— START —
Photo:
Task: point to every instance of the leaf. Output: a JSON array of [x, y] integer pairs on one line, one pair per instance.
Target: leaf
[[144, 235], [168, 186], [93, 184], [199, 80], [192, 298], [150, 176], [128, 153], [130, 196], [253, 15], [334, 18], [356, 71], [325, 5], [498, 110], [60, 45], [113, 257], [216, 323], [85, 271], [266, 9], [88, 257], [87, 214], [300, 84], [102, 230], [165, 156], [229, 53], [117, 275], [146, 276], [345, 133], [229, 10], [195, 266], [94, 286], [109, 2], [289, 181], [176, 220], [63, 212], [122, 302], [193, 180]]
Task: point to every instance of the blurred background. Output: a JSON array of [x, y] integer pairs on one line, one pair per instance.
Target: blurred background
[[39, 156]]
— END —
Recast each line of the data above as a JSON list of strings, with one string per line and blank lines omitted.

[
  "Photo:",
  "Task: point to every instance of the leaf. Output: a JSON array of [x, y] integer pairs on one line, one pair per instance.",
  "Target: leaf",
  "[[144, 235], [168, 186], [93, 184], [199, 80], [192, 298], [150, 176], [128, 153], [130, 196], [253, 15], [334, 18], [356, 71], [325, 5], [498, 110], [60, 45], [113, 257], [216, 323], [85, 271], [266, 9], [88, 257], [87, 214], [300, 84], [102, 230], [165, 156], [229, 53], [117, 275], [146, 276], [345, 133], [229, 10], [195, 266], [94, 286], [109, 2], [289, 181], [176, 220], [63, 212], [122, 302], [193, 180]]",
  "Task: point to every instance of the blurred background. Output: a JSON array of [x, y] integer pairs on one line, one pair per instance.",
  "Target: blurred background",
  "[[39, 156]]"
]